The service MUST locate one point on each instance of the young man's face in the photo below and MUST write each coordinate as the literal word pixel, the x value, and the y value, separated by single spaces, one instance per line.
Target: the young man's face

────────────────────

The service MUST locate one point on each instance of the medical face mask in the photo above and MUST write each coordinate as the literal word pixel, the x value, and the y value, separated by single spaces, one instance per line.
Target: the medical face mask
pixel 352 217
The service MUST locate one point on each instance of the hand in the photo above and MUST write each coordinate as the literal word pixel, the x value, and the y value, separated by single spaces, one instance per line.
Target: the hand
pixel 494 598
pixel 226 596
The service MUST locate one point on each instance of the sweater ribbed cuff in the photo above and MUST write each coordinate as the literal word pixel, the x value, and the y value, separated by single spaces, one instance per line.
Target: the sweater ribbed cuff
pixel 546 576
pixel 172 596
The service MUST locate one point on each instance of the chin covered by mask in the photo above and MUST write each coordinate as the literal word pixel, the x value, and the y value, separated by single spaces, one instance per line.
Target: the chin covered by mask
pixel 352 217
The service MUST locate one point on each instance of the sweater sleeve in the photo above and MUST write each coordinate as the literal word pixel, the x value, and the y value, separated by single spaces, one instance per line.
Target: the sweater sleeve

────────────────────

• Задание: Повторите дословно строки списка от строки с «ribbed cuff in» до строки с «pixel 172 596», включая обе эти строки.

• Ответ ниже:
The service MUST locate one point on each instance of the sweater ribbed cuff in the photo above and MUST write each coordinate as the literal word pixel, the x value, and the y value, separated by single spaces, one instance per line.
Target: the sweater ribbed cuff
pixel 546 576
pixel 172 596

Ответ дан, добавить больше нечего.